Goal of the exercise
Rewrite the lines from the start of the entries through the line containing "[[186, 189, 702, 406], [186, 189, 458, 400]]", inclusive, with their instructions, and shift every bounding box coordinate in the answers by adding 93, leaving the sample coordinates in the format instructions as they are. Leave the pictures out of your answer.

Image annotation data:
::::::

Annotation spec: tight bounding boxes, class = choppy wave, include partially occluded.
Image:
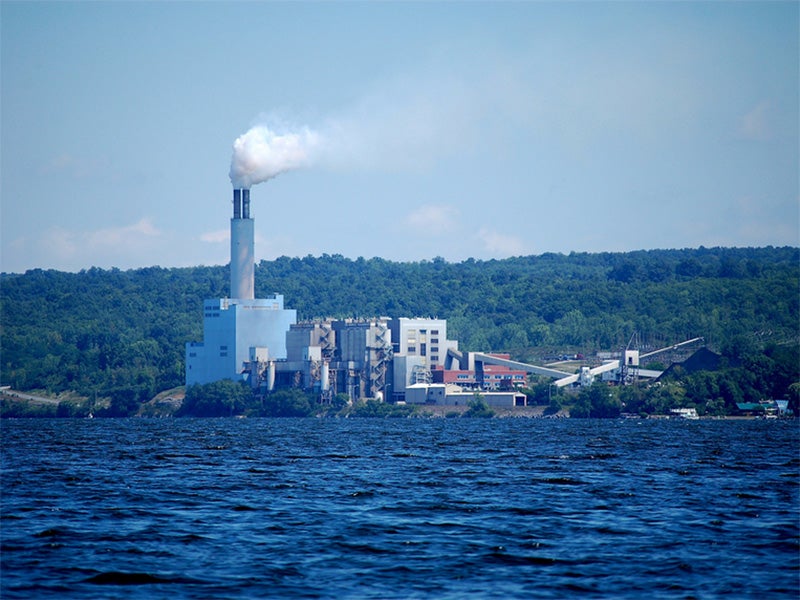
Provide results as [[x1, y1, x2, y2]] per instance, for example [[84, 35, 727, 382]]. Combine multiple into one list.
[[0, 419, 800, 599]]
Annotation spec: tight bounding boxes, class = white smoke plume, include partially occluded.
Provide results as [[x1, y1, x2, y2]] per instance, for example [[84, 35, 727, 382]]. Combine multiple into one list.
[[230, 125, 321, 189]]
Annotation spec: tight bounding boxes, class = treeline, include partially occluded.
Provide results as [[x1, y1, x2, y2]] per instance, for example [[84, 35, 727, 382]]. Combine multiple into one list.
[[0, 247, 800, 413]]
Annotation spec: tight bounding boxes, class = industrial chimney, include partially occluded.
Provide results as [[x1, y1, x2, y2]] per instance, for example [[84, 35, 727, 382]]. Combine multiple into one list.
[[231, 189, 255, 300]]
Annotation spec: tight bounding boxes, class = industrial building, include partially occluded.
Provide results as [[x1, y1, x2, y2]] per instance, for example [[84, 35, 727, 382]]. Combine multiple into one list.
[[186, 189, 702, 406], [186, 189, 458, 400]]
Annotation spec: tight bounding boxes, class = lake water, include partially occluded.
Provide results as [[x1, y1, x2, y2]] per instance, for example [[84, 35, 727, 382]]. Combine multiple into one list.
[[0, 419, 800, 600]]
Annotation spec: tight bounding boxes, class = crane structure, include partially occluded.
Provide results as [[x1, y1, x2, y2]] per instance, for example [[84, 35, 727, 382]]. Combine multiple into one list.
[[445, 337, 703, 387]]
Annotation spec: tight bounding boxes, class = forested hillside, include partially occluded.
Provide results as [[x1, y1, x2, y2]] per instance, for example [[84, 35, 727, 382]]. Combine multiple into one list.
[[0, 247, 800, 403]]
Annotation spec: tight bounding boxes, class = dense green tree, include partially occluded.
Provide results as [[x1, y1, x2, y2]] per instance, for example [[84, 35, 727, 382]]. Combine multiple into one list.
[[261, 388, 314, 417], [178, 379, 253, 417], [0, 247, 800, 414]]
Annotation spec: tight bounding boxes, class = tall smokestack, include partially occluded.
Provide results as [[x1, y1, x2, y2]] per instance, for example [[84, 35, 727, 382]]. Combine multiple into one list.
[[231, 188, 255, 300]]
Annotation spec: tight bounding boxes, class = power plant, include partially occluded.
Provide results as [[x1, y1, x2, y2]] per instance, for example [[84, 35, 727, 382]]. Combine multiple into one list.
[[186, 187, 702, 406]]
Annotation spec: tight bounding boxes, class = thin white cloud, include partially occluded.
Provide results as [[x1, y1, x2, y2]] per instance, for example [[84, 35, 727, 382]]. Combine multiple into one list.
[[739, 100, 773, 142], [477, 227, 529, 258], [200, 229, 231, 244], [405, 204, 458, 234], [3, 218, 170, 272]]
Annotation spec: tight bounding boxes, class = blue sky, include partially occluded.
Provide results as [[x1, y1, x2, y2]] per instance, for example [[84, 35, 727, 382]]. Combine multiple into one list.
[[0, 1, 800, 272]]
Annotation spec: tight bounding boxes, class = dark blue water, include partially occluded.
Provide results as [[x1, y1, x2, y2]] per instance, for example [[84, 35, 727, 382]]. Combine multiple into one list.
[[0, 419, 800, 599]]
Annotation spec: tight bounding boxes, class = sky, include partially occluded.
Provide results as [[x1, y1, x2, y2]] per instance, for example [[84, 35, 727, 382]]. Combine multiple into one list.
[[0, 0, 800, 273]]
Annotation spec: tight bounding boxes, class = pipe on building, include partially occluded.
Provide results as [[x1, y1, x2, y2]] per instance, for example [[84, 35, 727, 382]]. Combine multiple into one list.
[[320, 362, 330, 392], [233, 190, 242, 219], [242, 189, 250, 219], [267, 360, 275, 392]]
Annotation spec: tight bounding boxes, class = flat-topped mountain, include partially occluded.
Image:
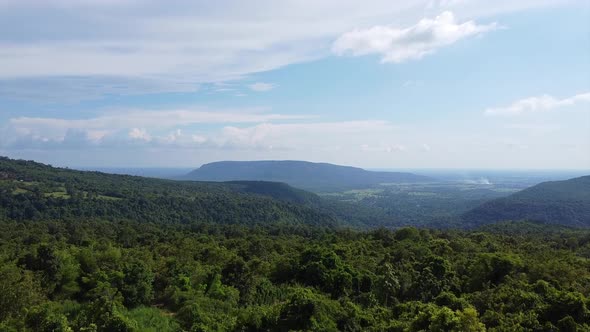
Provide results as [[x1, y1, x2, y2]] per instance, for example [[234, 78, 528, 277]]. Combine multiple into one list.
[[463, 176, 590, 227], [184, 160, 432, 192]]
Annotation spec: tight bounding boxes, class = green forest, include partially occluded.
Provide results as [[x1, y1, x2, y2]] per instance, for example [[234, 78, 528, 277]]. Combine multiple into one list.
[[0, 158, 590, 331]]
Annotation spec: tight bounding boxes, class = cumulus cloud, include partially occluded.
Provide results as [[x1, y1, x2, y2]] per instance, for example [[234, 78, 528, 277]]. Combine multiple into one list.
[[0, 0, 563, 100], [484, 92, 590, 116], [248, 82, 275, 92], [332, 11, 498, 63]]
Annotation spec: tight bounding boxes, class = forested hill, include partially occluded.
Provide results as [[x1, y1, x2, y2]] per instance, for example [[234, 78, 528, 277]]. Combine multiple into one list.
[[0, 157, 338, 226], [184, 160, 432, 192], [463, 176, 590, 227]]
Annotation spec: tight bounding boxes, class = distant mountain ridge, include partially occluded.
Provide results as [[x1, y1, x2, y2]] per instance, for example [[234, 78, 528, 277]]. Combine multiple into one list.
[[183, 160, 433, 192], [463, 176, 590, 227]]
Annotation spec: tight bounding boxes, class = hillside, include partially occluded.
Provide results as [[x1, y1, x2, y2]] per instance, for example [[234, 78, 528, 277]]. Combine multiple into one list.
[[183, 160, 432, 192], [463, 176, 590, 227], [0, 158, 337, 226]]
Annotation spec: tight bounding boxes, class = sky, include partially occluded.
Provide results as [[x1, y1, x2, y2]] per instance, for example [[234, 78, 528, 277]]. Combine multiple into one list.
[[0, 0, 590, 170]]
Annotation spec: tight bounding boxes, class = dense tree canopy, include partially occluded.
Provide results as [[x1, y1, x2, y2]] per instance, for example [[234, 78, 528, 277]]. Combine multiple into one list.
[[0, 220, 590, 331]]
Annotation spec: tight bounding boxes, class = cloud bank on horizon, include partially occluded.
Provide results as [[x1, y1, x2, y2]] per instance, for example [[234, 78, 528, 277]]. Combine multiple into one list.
[[0, 0, 590, 169]]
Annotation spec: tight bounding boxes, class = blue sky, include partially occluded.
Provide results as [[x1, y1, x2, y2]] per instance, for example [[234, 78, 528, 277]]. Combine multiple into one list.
[[0, 0, 590, 170]]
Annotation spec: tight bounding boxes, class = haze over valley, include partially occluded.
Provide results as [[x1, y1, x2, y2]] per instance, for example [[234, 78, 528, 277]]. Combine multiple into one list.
[[0, 0, 590, 332]]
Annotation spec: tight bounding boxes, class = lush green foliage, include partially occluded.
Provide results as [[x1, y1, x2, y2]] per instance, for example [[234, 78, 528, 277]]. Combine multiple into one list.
[[0, 158, 337, 226], [0, 221, 590, 331], [0, 158, 590, 331], [464, 176, 590, 227]]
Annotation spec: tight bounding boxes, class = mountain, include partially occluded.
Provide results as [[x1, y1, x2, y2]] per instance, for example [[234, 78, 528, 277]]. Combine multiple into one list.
[[183, 160, 432, 192], [0, 157, 339, 227], [463, 176, 590, 227]]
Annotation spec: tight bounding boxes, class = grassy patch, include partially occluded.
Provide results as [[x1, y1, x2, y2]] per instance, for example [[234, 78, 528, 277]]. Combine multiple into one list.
[[97, 195, 122, 201], [44, 191, 70, 199], [127, 307, 181, 332]]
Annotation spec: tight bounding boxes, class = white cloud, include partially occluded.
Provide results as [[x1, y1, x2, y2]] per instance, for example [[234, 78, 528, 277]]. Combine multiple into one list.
[[332, 11, 497, 63], [484, 92, 590, 116], [248, 82, 275, 92], [0, 0, 563, 100], [360, 144, 406, 153], [0, 108, 313, 145], [129, 128, 152, 142]]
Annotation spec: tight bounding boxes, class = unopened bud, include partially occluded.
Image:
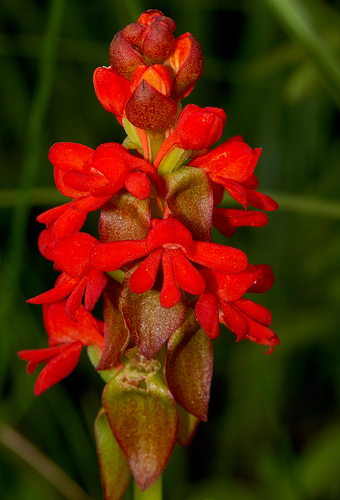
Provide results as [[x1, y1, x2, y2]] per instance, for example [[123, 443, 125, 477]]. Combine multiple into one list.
[[93, 67, 131, 123], [109, 31, 145, 80], [175, 104, 226, 151], [125, 80, 177, 130], [131, 64, 172, 97], [164, 33, 203, 100]]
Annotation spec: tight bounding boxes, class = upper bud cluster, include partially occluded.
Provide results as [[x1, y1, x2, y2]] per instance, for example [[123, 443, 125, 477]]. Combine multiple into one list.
[[94, 9, 203, 130]]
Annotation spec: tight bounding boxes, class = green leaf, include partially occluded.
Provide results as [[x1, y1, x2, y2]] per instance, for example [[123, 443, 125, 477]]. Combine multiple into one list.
[[164, 167, 214, 241], [99, 189, 152, 242], [94, 408, 131, 500], [165, 309, 213, 421], [119, 267, 186, 359], [103, 364, 178, 491]]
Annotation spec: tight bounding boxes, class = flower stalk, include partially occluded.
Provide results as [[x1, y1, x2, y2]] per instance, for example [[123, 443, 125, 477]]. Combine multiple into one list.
[[18, 9, 279, 500]]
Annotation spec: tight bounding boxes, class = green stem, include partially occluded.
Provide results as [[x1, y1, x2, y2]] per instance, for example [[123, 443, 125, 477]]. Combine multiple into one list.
[[133, 475, 162, 500]]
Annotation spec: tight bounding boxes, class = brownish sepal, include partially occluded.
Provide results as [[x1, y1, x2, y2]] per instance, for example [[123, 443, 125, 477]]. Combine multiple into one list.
[[125, 80, 177, 130], [109, 31, 145, 80]]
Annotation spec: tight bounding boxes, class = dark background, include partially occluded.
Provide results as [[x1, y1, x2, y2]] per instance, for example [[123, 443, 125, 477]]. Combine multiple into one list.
[[0, 0, 340, 500]]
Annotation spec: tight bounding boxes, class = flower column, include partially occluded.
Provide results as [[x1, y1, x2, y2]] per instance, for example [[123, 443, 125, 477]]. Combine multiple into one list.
[[19, 10, 279, 500]]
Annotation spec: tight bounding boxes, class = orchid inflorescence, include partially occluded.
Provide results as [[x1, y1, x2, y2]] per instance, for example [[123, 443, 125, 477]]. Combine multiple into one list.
[[19, 10, 279, 500]]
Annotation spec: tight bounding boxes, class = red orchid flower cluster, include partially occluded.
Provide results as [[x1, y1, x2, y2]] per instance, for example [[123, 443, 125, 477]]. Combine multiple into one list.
[[19, 10, 279, 499]]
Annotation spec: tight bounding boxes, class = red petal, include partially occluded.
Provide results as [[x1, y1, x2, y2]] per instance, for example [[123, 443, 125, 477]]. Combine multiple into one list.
[[124, 172, 151, 200], [48, 142, 93, 172], [17, 344, 66, 368], [220, 301, 249, 342], [90, 240, 149, 271], [146, 215, 192, 252], [37, 202, 72, 224], [159, 251, 182, 308], [247, 264, 275, 293], [129, 249, 163, 293], [195, 289, 220, 339], [52, 233, 98, 278], [65, 275, 87, 321], [93, 67, 131, 117], [34, 342, 82, 396], [26, 273, 79, 304], [200, 265, 260, 301], [84, 268, 108, 311], [246, 189, 278, 212], [234, 298, 272, 326], [188, 241, 248, 274], [171, 250, 205, 295], [50, 208, 87, 241], [43, 300, 103, 347]]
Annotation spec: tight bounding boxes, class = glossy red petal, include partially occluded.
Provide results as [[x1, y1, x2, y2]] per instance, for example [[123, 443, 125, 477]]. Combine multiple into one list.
[[146, 215, 192, 251], [84, 268, 108, 311], [50, 208, 87, 241], [246, 189, 278, 212], [171, 250, 205, 295], [93, 67, 131, 117], [65, 275, 87, 321], [124, 172, 151, 200], [48, 142, 93, 172], [26, 273, 79, 304], [188, 241, 248, 274], [247, 264, 275, 293], [34, 342, 82, 396], [52, 233, 98, 278], [43, 300, 103, 347], [234, 298, 272, 326], [220, 301, 249, 342], [129, 249, 163, 293], [195, 289, 220, 339], [159, 251, 182, 308], [90, 240, 149, 271]]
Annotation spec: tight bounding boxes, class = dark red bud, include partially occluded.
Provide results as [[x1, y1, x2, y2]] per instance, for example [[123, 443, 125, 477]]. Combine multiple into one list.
[[138, 9, 176, 33], [164, 33, 203, 100], [109, 31, 145, 80], [142, 22, 175, 63], [176, 104, 226, 150], [131, 64, 172, 97], [125, 80, 177, 130], [93, 67, 131, 119], [121, 23, 145, 50]]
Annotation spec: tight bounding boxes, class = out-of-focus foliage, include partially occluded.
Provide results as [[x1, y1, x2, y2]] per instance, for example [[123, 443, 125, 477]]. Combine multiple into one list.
[[0, 0, 340, 500]]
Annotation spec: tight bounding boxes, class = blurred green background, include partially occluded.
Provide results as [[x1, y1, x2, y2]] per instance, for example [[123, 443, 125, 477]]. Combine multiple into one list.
[[0, 0, 340, 500]]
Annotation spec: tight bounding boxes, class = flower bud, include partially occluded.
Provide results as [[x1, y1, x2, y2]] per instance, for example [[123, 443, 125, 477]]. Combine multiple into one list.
[[109, 31, 145, 80], [121, 23, 145, 51], [93, 67, 131, 123], [131, 64, 172, 97], [154, 104, 226, 168], [142, 22, 175, 63], [125, 80, 177, 130], [125, 64, 177, 130], [176, 104, 226, 150], [164, 33, 203, 100], [138, 9, 176, 33]]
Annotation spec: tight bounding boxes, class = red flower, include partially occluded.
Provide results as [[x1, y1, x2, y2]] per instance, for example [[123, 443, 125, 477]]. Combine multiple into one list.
[[18, 300, 103, 396], [195, 264, 280, 354], [188, 136, 277, 210], [154, 104, 226, 168], [49, 142, 164, 203], [213, 208, 268, 238], [27, 232, 108, 321], [90, 215, 248, 307]]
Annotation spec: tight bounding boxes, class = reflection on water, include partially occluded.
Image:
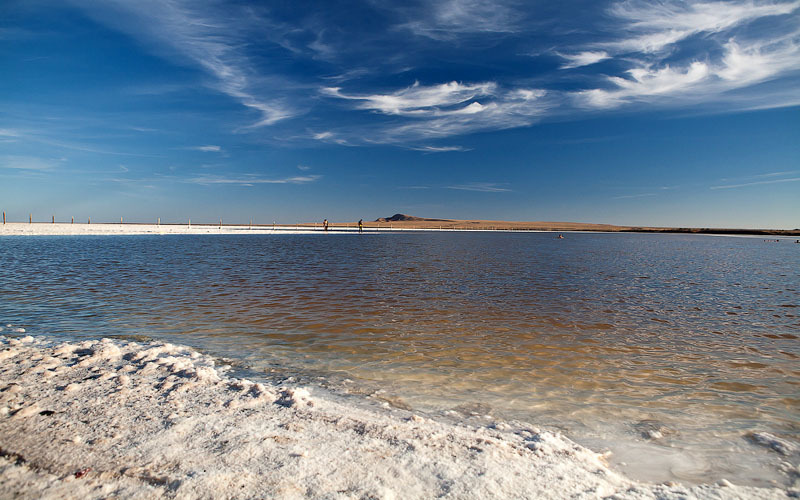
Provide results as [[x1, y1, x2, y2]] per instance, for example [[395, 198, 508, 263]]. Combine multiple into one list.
[[0, 233, 800, 484]]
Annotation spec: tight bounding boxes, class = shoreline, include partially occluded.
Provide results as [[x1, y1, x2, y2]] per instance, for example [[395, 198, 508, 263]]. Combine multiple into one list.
[[0, 335, 796, 499], [0, 221, 800, 240]]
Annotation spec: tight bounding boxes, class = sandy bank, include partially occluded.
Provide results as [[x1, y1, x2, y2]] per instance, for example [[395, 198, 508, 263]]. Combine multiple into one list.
[[0, 336, 788, 499]]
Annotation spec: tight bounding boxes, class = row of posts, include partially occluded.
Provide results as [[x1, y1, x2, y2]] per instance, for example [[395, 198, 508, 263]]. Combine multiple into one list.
[[3, 210, 252, 229]]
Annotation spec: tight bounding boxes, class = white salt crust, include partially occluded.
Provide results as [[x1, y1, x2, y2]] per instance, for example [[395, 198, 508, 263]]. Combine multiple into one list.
[[0, 336, 798, 499]]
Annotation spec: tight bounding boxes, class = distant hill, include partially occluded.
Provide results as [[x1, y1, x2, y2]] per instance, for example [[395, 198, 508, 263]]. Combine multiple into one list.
[[375, 214, 451, 222]]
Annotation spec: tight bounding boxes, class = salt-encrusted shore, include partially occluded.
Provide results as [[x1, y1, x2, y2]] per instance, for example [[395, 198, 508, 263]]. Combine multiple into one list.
[[0, 336, 795, 499], [0, 222, 324, 236]]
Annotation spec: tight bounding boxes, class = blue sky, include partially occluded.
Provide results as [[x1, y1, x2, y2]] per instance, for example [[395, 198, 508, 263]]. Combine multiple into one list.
[[0, 0, 800, 228]]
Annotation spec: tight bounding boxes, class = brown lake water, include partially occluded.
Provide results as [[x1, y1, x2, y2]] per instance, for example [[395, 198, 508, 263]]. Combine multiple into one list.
[[0, 232, 800, 485]]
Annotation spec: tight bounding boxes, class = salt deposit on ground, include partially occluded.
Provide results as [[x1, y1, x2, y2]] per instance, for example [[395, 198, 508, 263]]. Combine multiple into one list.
[[0, 222, 328, 236], [0, 336, 797, 499]]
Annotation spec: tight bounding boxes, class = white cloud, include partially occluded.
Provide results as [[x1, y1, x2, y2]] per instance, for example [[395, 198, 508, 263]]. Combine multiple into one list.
[[447, 182, 511, 193], [611, 193, 656, 200], [322, 82, 548, 143], [601, 0, 800, 53], [186, 145, 222, 153], [186, 175, 322, 186], [409, 146, 470, 153], [710, 177, 800, 189], [400, 0, 519, 40], [73, 0, 294, 127], [716, 40, 800, 87], [0, 155, 58, 172], [322, 82, 497, 115], [575, 34, 800, 108], [558, 50, 611, 69], [577, 61, 709, 108]]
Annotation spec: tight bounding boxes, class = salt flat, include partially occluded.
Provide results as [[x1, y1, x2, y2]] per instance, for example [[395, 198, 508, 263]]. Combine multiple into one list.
[[0, 336, 796, 499]]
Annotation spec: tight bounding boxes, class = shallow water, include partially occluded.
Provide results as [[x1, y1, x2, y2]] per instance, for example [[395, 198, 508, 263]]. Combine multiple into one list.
[[0, 232, 800, 485]]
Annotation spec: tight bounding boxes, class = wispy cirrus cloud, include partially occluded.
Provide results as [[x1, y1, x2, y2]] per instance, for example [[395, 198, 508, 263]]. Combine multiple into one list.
[[599, 0, 800, 53], [558, 50, 611, 69], [710, 177, 800, 189], [320, 81, 497, 116], [314, 82, 550, 143], [710, 170, 800, 189], [186, 144, 222, 153], [393, 0, 519, 41], [447, 182, 511, 193], [185, 175, 322, 186], [574, 0, 800, 109], [0, 155, 60, 172], [611, 193, 656, 200], [408, 146, 471, 153], [72, 0, 296, 127]]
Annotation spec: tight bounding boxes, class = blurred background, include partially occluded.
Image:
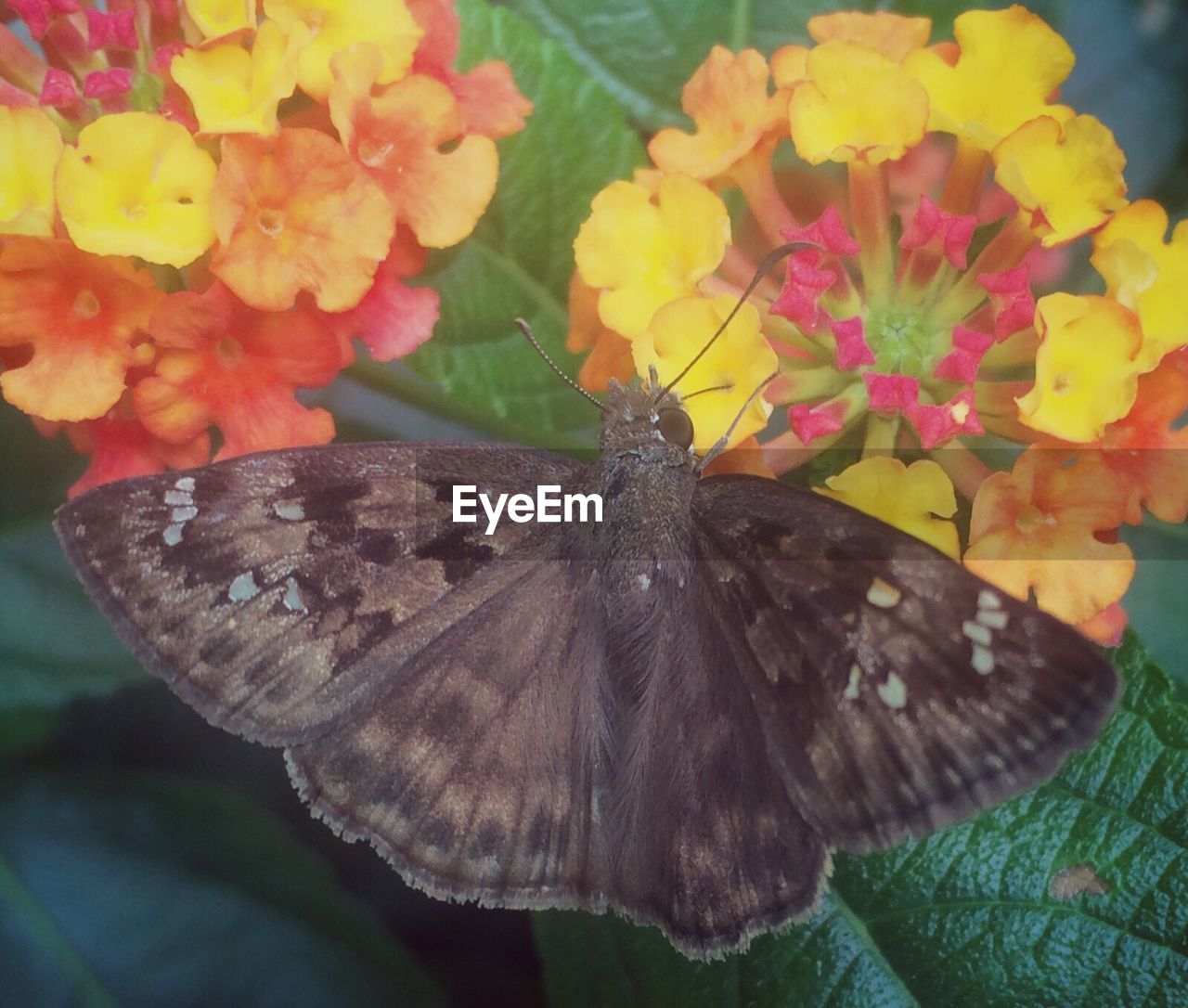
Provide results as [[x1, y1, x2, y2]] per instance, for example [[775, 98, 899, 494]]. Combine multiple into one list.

::::::

Task output
Annotation spec: tight bounding boxes, class = choppy wave, include partially occluded.
Image:
Provide results as [[x1, y1, x2, y2]] per instance, for example [[84, 35, 727, 382]]. Combine multiple into one list.
[[93, 512, 893, 692]]
Annotation spec: tight bounding boxes, class = white smoke plume, include partially occluded.
Provide results as [[x1, y1, x2, y2]] per instance, for example [[84, 35, 727, 382]]. Combine multiple into one list.
[[323, 218, 414, 282]]
Annotation spec: tight bounding boxes, class = treeline, include partially occluded.
Provide results as [[x1, y1, x2, y2]] per instance, for example [[84, 35, 727, 382]]. Combine multiple into one list.
[[93, 340, 893, 506]]
Annotation spec: tight bounding boxes, class = industrial chimney, include partially occluded.
Provide results as [[x1, y1, x2, y2]] per instance, for example [[84, 35, 727, 382]]. Combine multiple into one list.
[[324, 282, 348, 393]]
Annotation spec: tight bounding boxes, class = industrial building, include partially occluded.
Provide results as [[x1, y1, x2, y2]] per instance, for example [[84, 35, 727, 382]]. Combine multiple into one list.
[[279, 282, 795, 499], [279, 282, 551, 493]]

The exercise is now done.